§ **ACTION ITEM**
Set down each line of the data below exactly.

================

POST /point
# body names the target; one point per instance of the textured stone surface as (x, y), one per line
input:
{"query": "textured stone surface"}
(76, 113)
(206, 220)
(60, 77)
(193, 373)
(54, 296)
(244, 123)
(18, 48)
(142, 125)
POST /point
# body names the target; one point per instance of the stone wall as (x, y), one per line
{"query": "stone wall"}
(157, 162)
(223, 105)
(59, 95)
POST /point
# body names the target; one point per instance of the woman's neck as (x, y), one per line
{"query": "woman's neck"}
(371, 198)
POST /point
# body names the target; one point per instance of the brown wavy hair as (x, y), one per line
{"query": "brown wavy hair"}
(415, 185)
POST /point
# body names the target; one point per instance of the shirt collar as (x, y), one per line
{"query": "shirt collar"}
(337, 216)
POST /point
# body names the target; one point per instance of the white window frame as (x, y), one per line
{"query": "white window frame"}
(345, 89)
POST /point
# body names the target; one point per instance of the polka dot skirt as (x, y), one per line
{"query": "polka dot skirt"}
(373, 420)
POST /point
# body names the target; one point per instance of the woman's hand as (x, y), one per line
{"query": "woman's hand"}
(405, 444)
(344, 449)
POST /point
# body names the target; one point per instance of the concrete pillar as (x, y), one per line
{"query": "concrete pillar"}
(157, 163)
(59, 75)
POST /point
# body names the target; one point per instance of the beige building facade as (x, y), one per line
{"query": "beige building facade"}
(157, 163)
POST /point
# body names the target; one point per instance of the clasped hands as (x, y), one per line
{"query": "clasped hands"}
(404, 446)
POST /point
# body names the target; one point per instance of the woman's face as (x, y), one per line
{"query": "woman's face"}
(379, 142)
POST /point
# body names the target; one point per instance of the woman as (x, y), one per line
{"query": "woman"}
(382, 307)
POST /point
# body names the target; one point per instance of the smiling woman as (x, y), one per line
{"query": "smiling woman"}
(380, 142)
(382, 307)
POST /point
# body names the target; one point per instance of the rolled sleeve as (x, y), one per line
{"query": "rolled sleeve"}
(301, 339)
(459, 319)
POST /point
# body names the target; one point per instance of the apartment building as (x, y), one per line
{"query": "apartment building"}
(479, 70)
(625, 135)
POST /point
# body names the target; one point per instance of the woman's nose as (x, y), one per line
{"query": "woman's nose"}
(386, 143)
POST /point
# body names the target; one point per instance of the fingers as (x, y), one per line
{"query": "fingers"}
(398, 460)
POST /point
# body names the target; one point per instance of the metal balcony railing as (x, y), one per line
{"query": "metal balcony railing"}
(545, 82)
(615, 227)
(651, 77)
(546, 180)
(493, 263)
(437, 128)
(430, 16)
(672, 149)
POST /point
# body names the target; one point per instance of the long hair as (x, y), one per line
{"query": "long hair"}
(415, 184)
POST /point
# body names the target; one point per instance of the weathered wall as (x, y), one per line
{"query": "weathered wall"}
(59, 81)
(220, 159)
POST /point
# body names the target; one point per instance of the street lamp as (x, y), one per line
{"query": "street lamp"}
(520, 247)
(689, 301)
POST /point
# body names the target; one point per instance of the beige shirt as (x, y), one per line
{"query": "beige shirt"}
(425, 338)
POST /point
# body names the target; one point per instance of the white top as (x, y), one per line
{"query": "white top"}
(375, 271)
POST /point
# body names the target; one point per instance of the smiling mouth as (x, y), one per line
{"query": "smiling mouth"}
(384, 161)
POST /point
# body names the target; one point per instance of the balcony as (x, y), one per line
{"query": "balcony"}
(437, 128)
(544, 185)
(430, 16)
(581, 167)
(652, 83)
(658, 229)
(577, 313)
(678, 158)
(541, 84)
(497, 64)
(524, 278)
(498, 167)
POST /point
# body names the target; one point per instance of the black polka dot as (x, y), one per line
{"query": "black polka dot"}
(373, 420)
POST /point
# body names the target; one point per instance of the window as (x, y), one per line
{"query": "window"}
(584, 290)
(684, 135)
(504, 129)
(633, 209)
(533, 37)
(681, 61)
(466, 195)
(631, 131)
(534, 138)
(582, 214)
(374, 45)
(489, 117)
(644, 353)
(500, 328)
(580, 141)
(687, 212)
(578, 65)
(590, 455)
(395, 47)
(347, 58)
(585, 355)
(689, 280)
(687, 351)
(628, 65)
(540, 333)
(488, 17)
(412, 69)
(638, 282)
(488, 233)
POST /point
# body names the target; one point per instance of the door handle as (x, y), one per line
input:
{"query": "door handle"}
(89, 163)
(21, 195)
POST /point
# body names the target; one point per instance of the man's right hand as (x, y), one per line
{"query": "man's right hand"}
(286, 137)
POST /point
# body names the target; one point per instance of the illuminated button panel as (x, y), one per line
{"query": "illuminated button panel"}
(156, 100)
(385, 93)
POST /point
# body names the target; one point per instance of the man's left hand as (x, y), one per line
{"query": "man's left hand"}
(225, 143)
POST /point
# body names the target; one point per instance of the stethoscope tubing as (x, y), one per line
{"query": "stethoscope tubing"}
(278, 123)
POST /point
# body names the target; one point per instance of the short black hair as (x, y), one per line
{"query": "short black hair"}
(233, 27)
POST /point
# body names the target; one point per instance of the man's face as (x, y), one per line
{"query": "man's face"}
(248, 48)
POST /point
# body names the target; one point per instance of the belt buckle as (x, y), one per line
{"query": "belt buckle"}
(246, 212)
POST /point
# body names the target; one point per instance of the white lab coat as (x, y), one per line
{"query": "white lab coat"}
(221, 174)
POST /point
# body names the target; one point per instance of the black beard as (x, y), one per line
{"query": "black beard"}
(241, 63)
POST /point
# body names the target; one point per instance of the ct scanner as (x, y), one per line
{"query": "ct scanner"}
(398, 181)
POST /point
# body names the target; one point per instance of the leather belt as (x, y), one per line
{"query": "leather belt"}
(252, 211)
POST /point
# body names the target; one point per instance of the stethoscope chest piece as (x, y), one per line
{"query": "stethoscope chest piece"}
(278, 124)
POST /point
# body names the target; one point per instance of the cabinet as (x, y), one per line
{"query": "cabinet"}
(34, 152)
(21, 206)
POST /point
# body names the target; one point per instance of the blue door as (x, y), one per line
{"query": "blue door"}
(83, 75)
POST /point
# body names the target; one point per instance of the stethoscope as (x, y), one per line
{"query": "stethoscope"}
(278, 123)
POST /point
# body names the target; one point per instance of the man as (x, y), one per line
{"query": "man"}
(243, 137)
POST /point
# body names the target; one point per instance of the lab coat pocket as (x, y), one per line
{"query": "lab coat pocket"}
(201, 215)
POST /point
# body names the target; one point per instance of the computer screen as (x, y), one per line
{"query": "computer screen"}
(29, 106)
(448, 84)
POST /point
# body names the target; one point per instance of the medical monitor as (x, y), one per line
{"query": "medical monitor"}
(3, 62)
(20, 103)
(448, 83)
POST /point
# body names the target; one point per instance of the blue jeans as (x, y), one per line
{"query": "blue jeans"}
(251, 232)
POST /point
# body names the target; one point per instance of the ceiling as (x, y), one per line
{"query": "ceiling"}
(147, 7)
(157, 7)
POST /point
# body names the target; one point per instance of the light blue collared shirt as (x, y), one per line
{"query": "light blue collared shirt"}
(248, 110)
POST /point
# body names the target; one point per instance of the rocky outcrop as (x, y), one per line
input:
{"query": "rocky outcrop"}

================

§ **EXERCISE ANSWER**
POST /point
# body names the target; one point per instance of the textured stone surface as (x, y), one per line
input:
{"query": "textured stone surface"}
(76, 113)
(206, 220)
(60, 77)
(193, 373)
(54, 296)
(244, 123)
(18, 48)
(142, 125)
POST /point
# body names the target; one point per instance of the stone wall as (x, y), one per line
{"query": "stone wall"}
(157, 162)
(223, 105)
(59, 95)
POST /point
# body names the target; one point per instance of the woman's neck as (x, y), one per line
{"query": "woman's neck"}
(371, 198)
POST /point
# body names the target; one point per instance of the brown wavy hair as (x, y), one per line
{"query": "brown wavy hair"}
(415, 185)
POST /point
# body names the target; one point per instance of the shirt collar as (x, y), one per line
{"query": "shirt collar"}
(337, 216)
POST /point
# body names the target; one point per instance of the white window frame as (x, y), one per line
{"query": "white window frame"}
(345, 89)
POST /point
# body names the target; one point per instance of the polka dot skirt as (x, y), one per line
{"query": "polka dot skirt"}
(373, 420)
POST /point
# body names the target; one point per instance of the woman's hand as (x, y), one per line
{"query": "woman's hand"}
(405, 444)
(344, 449)
POST /point
# body names the target; one point per instance of the concrete pillar as (x, y), one per line
{"query": "concrete pillar"}
(157, 163)
(59, 75)
POST /point
# body names the target; one point per instance of the beige building facade as (x, y), one per line
{"query": "beige building facade"}
(157, 163)
POST /point
# body names the target; one point per instance of the clasped hands as (x, y), one per line
{"query": "clasped hands"}
(404, 446)
POST /point
# body names the target; one point per instance of the woman's face as (x, y), one per line
{"query": "woman's face"}
(379, 142)
POST /point
# body names the target; one point per instance of the woman as (x, y), one per line
{"query": "woman"}
(382, 307)
POST /point
# body names the target; one point per instance of the smiling woman as (x, y), one per line
{"query": "smiling woman"}
(380, 142)
(382, 307)
POST /point
# body names the target; one point per instance of the rolled sleeve as (x, y), one per line
{"query": "rolled sleeve"}
(301, 339)
(459, 319)
POST /point
# body names the target; one point per instance of the apartment building as (x, y), one per line
{"query": "apartment building"}
(479, 70)
(625, 135)
POST /point
# body names the target; one point per instance of the woman's nose as (x, y), one per line
{"query": "woman's nose"}
(386, 143)
POST /point
# body names the target; one point per instance of the fingers as (x, y), one per line
{"query": "fingers"}
(398, 460)
POST /point
# body names the target; one point per instance of the metal balcony railing as (x, y), one per line
{"query": "metal balcony railing"}
(545, 82)
(615, 227)
(651, 77)
(546, 180)
(493, 263)
(437, 128)
(430, 16)
(672, 149)
POST /point
# body names the target; one point per instance of the long hair as (x, y), one per line
{"query": "long hair"}
(415, 184)
POST /point
# body names the target; one point per instance of the weathered wall as (x, y), one per line
{"query": "weathered wall"}
(59, 81)
(220, 159)
POST /point
# body names the target; one point per instance of the street lamp as (x, y), one per line
{"query": "street lamp"}
(520, 247)
(689, 301)
POST /point
# body names the target; one point per instance of the beige shirt as (x, y), one per line
{"query": "beige shirt"}
(425, 338)
POST /point
# body names the target; one point per instance of the white top as (x, y), one per line
{"query": "white top"}
(375, 271)
POST /point
# body names the target; one point per instance of the smiling mouth as (x, y), one per line
{"query": "smiling mouth"}
(384, 161)
POST /point
# body names the target; one point per instance of the balcony as (x, y), one per line
{"query": "balcony"}
(437, 128)
(544, 185)
(430, 16)
(581, 167)
(652, 83)
(658, 229)
(577, 313)
(678, 158)
(541, 84)
(497, 64)
(524, 278)
(498, 167)
POST /point
# body names the target; one point per instance of the black polka dot as (x, y), one per line
{"query": "black polka dot"}
(373, 420)
POST /point
# body names the target; one point per instance of the window as (x, y), one per line
{"query": "window"}
(584, 290)
(684, 135)
(504, 129)
(633, 209)
(533, 37)
(681, 61)
(466, 195)
(631, 131)
(534, 138)
(582, 214)
(374, 45)
(489, 117)
(644, 353)
(500, 328)
(580, 141)
(687, 212)
(578, 65)
(590, 455)
(395, 47)
(347, 58)
(585, 355)
(689, 280)
(687, 351)
(628, 65)
(540, 333)
(488, 17)
(412, 69)
(638, 282)
(488, 233)
POST /point
# body names the target; one point per instance of the door handle as (x, y), one per line
input:
{"query": "door handle"}
(89, 163)
(21, 195)
POST /point
# body names the target; one point per instance of the man's right hand as (x, y), one per line
{"query": "man's right hand"}
(286, 137)
POST /point
# body names the target; one point per instance of the illuminated button panel as (x, y), one per line
{"query": "illuminated button panel"}
(156, 100)
(385, 93)
POST /point
# body names the target; one point per instance of the man's left hand as (x, y), one per line
{"query": "man's left hand"}
(225, 143)
POST /point
# body names the target; one point per instance of the stethoscope tubing as (x, y), one per line
{"query": "stethoscope tubing"}
(278, 123)
POST /point
# body names the target; one point per instance of the short black hair as (x, y), one per line
{"query": "short black hair"}
(233, 27)
POST /point
# body names the target; one point per instance of the man's face as (x, y), one per line
{"query": "man's face"}
(248, 48)
POST /point
# body names the target; one point per instance of the belt buckle as (x, y), one per line
{"query": "belt buckle"}
(246, 212)
POST /point
# body names the target; one point per instance of the white lab coat as (x, y), one per line
{"query": "white lab coat"}
(221, 174)
POST /point
# body names the target; one point per instance of the black beard as (x, y), one per line
{"query": "black beard"}
(241, 63)
POST /point
# body names the target; one point per instance of the ct scanner as (x, y), one per line
{"query": "ct scanner"}
(398, 181)
POST /point
# body names the target; one point per instance of the leather belt as (x, y), one per line
{"query": "leather belt"}
(252, 211)
POST /point
# body names the target; one point per instance of the stethoscope chest piece as (x, y), one per line
{"query": "stethoscope chest piece"}
(278, 124)
POST /point
# body names the target; one point per instance of the cabinet as (x, y), one per line
{"query": "cabinet"}
(34, 152)
(21, 206)
POST /point
# body names the target; one point per instance of the blue door as (x, y), one per line
{"query": "blue door"}
(83, 75)
POST /point
# body names the target; one point per instance of the stethoscope as (x, y), one per line
{"query": "stethoscope"}
(278, 123)
POST /point
# body names the target; one point per instance of the man as (x, y), one per line
{"query": "man"}
(243, 137)
POST /point
# body names the target; one point per instance of the lab coat pocket as (x, y), one per line
{"query": "lab coat pocket"}
(201, 215)
POST /point
# body names the target; one point per instance of the computer screen as (x, y), one per line
{"query": "computer screen"}
(29, 106)
(448, 84)
POST /point
# body names the target; one point per instance of the medical monitor as (x, y), one per line
{"query": "medical monitor"}
(3, 62)
(20, 103)
(448, 83)
POST /point
# body names the target; one point per instance of the blue jeans as (x, y), one per line
{"query": "blue jeans"}
(251, 232)
POST /point
# body names the target; one point per instance of the ceiling as (x, y), one per line
{"query": "ceiling"}
(147, 7)
(157, 7)
POST /point
# body names the target; one point per instance of the light blue collared shirt as (x, y), one per line
{"query": "light blue collared shirt"}
(248, 110)
POST /point
# body names the target; one point per instance of the rocky outcrop as (x, y), one per line
input:
{"query": "rocky outcrop"}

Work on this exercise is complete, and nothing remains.